**TEXT EXCERPT:**
The original idea for the replica construction came from Iain Maclean, who Dawn is now married to (she jokes that she had to get involved in the project after they met “otherwise I would never see him”). Iain set up Caithness Broch Project with Kenneth McElroy in 2013, and both are keen to see the broch start to take shape and for the attraction to benefit the county.

An artist's impression from the planning documents which depicts the new broch in the Caithness landscape.
An artist's impression from the planning documents which depicts the new broch in the Caithness landscape.

Dawn said: “At the moment there’s quite a lot of contentious discussion online about battery storage facilities, the wind turbines that are going up, it seems to be quite polarising; there’s this feeling that we’re being taken over by these huge companies.

“We are living in hope that this [broch project] will be a positive thing for everybody in Caithness, that’s not going to be contentious – it can only be a good thing.

**DATASET RECORDS:**
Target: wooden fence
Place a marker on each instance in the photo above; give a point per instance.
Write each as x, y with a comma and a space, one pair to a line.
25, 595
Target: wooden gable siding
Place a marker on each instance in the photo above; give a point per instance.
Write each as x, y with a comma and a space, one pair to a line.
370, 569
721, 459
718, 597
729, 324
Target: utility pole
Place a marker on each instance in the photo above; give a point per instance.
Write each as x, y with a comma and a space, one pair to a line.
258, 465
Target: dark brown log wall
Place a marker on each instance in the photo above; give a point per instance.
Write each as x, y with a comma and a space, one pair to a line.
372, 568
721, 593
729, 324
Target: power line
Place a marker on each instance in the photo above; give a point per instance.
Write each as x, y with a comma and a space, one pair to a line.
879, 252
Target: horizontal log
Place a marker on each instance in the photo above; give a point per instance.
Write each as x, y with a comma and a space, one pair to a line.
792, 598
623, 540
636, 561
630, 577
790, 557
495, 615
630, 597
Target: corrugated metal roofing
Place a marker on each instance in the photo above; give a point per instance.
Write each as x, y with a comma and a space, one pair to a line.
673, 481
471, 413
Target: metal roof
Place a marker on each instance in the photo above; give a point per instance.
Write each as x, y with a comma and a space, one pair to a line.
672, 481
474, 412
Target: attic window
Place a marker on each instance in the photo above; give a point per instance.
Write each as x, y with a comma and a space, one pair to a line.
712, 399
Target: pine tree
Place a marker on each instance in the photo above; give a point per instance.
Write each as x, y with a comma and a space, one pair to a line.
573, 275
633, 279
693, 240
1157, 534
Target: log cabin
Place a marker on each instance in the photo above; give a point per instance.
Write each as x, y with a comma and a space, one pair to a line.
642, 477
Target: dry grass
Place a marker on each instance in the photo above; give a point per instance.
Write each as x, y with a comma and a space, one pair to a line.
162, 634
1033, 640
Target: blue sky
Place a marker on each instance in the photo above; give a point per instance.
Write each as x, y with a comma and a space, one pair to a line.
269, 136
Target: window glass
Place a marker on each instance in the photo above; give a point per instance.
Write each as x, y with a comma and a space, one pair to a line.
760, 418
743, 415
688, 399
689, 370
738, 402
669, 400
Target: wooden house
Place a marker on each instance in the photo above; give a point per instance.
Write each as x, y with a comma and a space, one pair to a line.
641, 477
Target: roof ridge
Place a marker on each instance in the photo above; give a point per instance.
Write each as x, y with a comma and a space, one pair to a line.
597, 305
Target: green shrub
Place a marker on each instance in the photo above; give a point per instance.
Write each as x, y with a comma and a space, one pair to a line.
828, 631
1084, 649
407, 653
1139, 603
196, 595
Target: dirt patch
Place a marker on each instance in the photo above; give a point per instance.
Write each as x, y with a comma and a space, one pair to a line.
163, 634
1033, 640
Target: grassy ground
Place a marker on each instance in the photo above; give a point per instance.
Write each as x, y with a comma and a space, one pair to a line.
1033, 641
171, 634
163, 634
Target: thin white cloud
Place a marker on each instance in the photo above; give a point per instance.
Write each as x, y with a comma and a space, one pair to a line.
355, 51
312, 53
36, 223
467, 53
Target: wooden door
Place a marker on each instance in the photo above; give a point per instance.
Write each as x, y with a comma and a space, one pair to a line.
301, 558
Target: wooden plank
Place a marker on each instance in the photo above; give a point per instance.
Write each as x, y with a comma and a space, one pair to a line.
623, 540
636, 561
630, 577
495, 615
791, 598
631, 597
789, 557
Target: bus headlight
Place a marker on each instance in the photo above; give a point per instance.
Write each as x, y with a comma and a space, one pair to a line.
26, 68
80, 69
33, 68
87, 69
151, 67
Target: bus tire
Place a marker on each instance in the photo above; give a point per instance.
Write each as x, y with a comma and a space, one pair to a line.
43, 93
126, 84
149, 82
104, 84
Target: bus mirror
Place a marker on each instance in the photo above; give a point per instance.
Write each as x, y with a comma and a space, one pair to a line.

**EXERCISE REQUIREMENTS:**
1) Shorten the paragraph of the broch replica text that opens with "The original idea for the replica construction" into a brief list that keeps its main facts.
2) Write the next part of the broch replica text, starting after its last sentence.
The data has no connection to the text about the Caithness broch replica.

**SOLVED PROBLEMS:**
1)
- Iain Maclean, now Dawn's husband, came up with the idea of building the replica.
- Dawn jokes that after they met she had to join the project or she "would never see him."
- Iain and Kenneth McElroy founded Caithness Broch Project in 2013.
- Both want the broch to begin taking shape and the attraction to benefit the county.

2)
“In amongst all these massive turbine applications, our little project might be a glimmer of light for the county – to feel like we’re getting something that’s for us, for Caithness; something that can actually add to the landscape rather than, as some people would see it, detracting from it.

“We would hope our project will be sensitive and will add to the character, so we just see it as something that’s really positive for Caithness.”

The group has taken advice as well as inspiration from the Scottish Crannog Centre at Loch Tay, while Dawn explained that the landowner of the site Jim Macgregor has been especially supportive and is really keen to see the broch built.

The project is intended to provide training in traditional building techniques, conservation and drystone dyke building, as well as, in the longer term, creating a visitor attraction that is unique to Caithness, which has the largest concentration of broch sites in Scotland.

The plans for the first phase of the site are now being considered by Highland Council, while Dawn continues to work on other permissions required, including building warrants and a de-crofting application for part of the site.